DATA FOR PROCESSING
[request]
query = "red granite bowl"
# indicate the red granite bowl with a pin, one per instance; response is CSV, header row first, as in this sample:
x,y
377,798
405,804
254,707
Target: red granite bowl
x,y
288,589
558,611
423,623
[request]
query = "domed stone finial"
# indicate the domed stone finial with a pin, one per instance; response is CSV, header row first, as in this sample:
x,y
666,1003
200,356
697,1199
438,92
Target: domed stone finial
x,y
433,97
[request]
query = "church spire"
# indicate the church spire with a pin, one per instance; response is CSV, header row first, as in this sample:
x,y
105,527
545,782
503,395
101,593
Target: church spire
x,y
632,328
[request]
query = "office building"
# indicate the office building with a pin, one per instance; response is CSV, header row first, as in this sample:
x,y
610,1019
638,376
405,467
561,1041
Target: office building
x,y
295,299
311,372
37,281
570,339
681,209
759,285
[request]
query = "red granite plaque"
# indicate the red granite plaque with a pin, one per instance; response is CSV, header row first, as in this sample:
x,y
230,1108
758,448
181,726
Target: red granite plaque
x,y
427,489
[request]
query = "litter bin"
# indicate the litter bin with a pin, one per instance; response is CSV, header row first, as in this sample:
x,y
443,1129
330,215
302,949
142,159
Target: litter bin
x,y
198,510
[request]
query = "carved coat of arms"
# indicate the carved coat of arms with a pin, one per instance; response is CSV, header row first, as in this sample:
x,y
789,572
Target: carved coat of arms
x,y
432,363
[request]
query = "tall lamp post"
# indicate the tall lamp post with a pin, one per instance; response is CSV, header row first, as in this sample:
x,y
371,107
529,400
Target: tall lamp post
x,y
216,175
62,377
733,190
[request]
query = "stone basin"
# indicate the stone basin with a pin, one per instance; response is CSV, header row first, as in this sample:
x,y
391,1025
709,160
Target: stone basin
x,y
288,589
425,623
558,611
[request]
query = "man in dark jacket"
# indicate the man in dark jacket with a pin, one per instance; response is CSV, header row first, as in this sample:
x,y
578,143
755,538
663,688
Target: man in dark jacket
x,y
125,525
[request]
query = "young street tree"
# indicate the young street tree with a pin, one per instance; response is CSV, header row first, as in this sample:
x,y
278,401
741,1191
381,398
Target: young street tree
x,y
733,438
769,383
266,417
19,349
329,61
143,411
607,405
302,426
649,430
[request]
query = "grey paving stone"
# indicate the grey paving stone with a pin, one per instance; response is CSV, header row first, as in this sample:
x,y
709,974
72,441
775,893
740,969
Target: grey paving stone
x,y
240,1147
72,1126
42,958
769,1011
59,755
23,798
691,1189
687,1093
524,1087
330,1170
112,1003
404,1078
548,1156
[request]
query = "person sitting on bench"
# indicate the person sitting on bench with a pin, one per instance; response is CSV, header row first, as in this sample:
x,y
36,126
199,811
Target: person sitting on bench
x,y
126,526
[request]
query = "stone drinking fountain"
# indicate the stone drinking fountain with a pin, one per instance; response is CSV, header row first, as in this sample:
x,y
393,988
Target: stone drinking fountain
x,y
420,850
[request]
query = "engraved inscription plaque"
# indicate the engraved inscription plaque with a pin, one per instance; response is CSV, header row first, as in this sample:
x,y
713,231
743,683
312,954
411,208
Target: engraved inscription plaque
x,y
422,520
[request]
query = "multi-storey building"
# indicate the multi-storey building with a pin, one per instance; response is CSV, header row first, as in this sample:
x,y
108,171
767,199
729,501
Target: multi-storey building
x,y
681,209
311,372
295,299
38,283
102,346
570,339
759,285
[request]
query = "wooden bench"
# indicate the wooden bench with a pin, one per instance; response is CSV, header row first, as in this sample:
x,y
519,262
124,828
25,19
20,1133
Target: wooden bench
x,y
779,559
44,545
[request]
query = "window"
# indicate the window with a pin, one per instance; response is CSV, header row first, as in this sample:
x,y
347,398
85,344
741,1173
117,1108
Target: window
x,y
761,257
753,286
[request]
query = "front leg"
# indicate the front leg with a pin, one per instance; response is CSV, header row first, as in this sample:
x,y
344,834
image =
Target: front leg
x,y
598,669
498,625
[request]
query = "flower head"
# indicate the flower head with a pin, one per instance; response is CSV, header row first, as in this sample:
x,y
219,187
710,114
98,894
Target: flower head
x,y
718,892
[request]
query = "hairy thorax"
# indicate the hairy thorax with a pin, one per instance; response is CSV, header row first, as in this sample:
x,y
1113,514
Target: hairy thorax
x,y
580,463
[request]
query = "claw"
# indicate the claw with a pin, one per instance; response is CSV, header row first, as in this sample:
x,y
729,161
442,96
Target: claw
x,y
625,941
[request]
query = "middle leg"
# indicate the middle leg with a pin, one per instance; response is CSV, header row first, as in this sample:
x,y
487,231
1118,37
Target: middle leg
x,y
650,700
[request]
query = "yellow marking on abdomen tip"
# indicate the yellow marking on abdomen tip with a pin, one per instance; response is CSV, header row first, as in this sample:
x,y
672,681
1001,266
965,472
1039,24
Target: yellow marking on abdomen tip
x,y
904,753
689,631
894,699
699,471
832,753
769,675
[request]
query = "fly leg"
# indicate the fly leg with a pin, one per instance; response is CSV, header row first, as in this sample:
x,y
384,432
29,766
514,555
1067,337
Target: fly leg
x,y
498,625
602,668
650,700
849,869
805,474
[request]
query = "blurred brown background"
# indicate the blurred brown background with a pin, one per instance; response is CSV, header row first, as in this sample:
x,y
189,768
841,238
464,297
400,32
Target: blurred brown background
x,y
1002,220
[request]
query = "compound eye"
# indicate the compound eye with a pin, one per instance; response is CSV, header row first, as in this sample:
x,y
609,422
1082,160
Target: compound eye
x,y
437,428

TASK OBJECTIVE
Please repeat the listing exactly, with nothing left out.

OUTPUT OF THE EXERCISE
[request]
query = "red granite bowl"
# indicate the red granite bowl with a pin, one per instance; response is CSV, header row first, as in this sample:
x,y
377,798
405,804
254,707
Target: red granite bowl
x,y
288,589
558,611
423,623
[request]
query = "domed stone finial"
# indicate the domed stone finial with a pin, one per instance; response is CSV, header row first, as in this sample:
x,y
666,1003
200,356
697,1199
438,92
Target: domed stone finial
x,y
433,97
[request]
query = "church spire"
# indicate the church spire with a pin, one per instance; response is CSV, header row first, as in this sample:
x,y
105,527
545,782
503,395
101,593
Target: church spire
x,y
632,328
[request]
query = "office building"
# indicate the office building with a pin, one per instance; response is CSV, header row first, as in this sample:
x,y
610,1019
638,376
405,467
561,1041
Target: office building
x,y
295,299
311,372
37,281
570,339
681,209
759,285
[request]
query = "red granite plaque"
# indicate the red granite plaque with a pin, one per instance; response is CSV, header row first, as in this sample:
x,y
230,1108
758,448
181,726
Target: red granite plaque
x,y
427,489
[request]
query = "litter bin"
# indicate the litter bin with a pin, one per instance; response is CSV, header row first, as in this sample:
x,y
443,1129
330,215
302,949
142,159
Target: litter bin
x,y
198,510
[request]
query = "carved coat of arms"
# indicate the carved coat of arms with a pin, one per instance; response is CSV, header row first, as in this sample:
x,y
789,572
Target: carved coat of arms
x,y
432,363
[request]
query = "tall lamp post"
# indicate the tall lamp post with a pin, one per instance; response is CSV, header row first, as in this sample:
x,y
371,107
529,400
Target: tall lamp post
x,y
216,175
62,377
733,190
[request]
query = "stone basin"
# indicate the stone basin with a pin, one per instance; response is CSV, header row first, as in this sample:
x,y
391,1025
709,160
Target: stone basin
x,y
288,589
425,623
558,611
[request]
query = "man in dark jacket"
# indicate the man in dark jacket with a pin, one per instance; response is CSV, header row first, as in this sample:
x,y
578,143
755,538
663,688
Target: man in dark jacket
x,y
125,525
[request]
query = "young street tree"
# indicate the young street tree with a pin, one per instance; response is CSV, header row first, as in this sample:
x,y
278,401
741,1191
381,398
Target: young street tree
x,y
733,438
769,383
266,417
19,349
329,61
143,411
607,405
302,426
649,430
[request]
query = "grey paving stone"
# indicate the grey paving stone with a pin, one per instance; response is CSV, header row first, as in this sample:
x,y
709,974
72,441
775,893
740,969
Target: grey paving stone
x,y
240,1147
72,1126
42,958
769,1011
59,755
23,798
691,1189
687,1093
524,1087
330,1170
112,1003
404,1078
548,1156
[request]
query = "person sitting on bench"
# indicate the person sitting on bench with a pin, one per instance; response is CSV, header row first, as in this sample:
x,y
36,126
199,811
Target: person sitting on bench
x,y
126,526
[request]
query = "stone drinking fountain"
# indicate the stone drinking fountain with a pin, one per instance; response is CSV, header row first, as in this sample:
x,y
393,988
Target: stone drinking fountain
x,y
420,850
[request]
query = "engraved inscription plaque"
# indicate the engraved inscription plaque with a pin, one per instance; response is CSV, header row first, as in this sample:
x,y
713,231
743,683
312,954
411,208
Target: engraved inscription plaque
x,y
422,520
[request]
query = "multi-storey building"
# indicate the multi-storey building with a pin, one per instance; response is CSV, header row first, as in this sample:
x,y
108,171
767,199
729,501
Target: multi-storey building
x,y
681,209
311,372
295,299
38,283
102,346
570,339
759,285
[request]
query = "wooden bench"
# indicate the wooden bench with a pin, one per instance; response is CSV, header row first, as in this sample:
x,y
519,262
124,828
25,19
20,1133
Target: wooden bench
x,y
779,559
44,545
[request]
query = "window"
# indicate the window with a pin, one per instance; response is CSV, header row first, as in this sample:
x,y
347,398
85,344
741,1173
117,1108
Target: window
x,y
761,257
753,286
[request]
query = "front leg"
# indicate the front leg with a pin, one per instance; response is CSV, header row first, as in this sample:
x,y
344,834
image =
Target: front leg
x,y
598,669
498,625
[request]
query = "flower head"
# indicate the flower head with a pin, one per instance; response is CSV, header row first, as in this sample:
x,y
219,187
710,114
98,894
Target: flower head
x,y
718,892
[request]
query = "hairy thorax"
# indicate the hairy thorax with a pin, one per instance; response is CSV, header row first, as in this sample:
x,y
1113,514
Target: hairy thorax
x,y
580,463
[request]
query = "claw"
# indicate the claw with a pin, one per instance; response is CSV, header row first, as in this sample:
x,y
729,161
442,96
Target: claw
x,y
625,941
[request]
query = "middle leg"
# indicate the middle leg with a pin, one per instance; response is CSV, header row first, as in this sample:
x,y
487,231
1118,37
Target: middle leg
x,y
650,700
[request]
query = "yellow marking on abdomen tip"
# indicate the yellow marking on abdomen tip with a pin, one per instance; response is CSV, header row first, as in this sample:
x,y
672,681
1001,266
965,472
1039,24
Target: yellow marking on abdomen tip
x,y
904,753
689,631
894,699
699,471
832,753
769,675
[request]
query = "fly leg"
# indicate the fly leg with a pin, one per instance; response is CSV, header row first, as in this sample:
x,y
384,432
29,766
514,555
1067,337
Target: fly leg
x,y
498,625
602,668
650,700
849,869
805,474
[request]
query = "blurred brown background"
# indicate the blurred brown background with a pin, one per instance; response is CSV, header row first, as in this sample:
x,y
189,768
841,238
464,297
400,32
Target: blurred brown background
x,y
1002,220
[request]
query = "compound eye"
# indicate the compound eye with a pin, one per instance; response is CSV, header row first, as in this sample:
x,y
609,422
1082,160
Target: compound eye
x,y
437,428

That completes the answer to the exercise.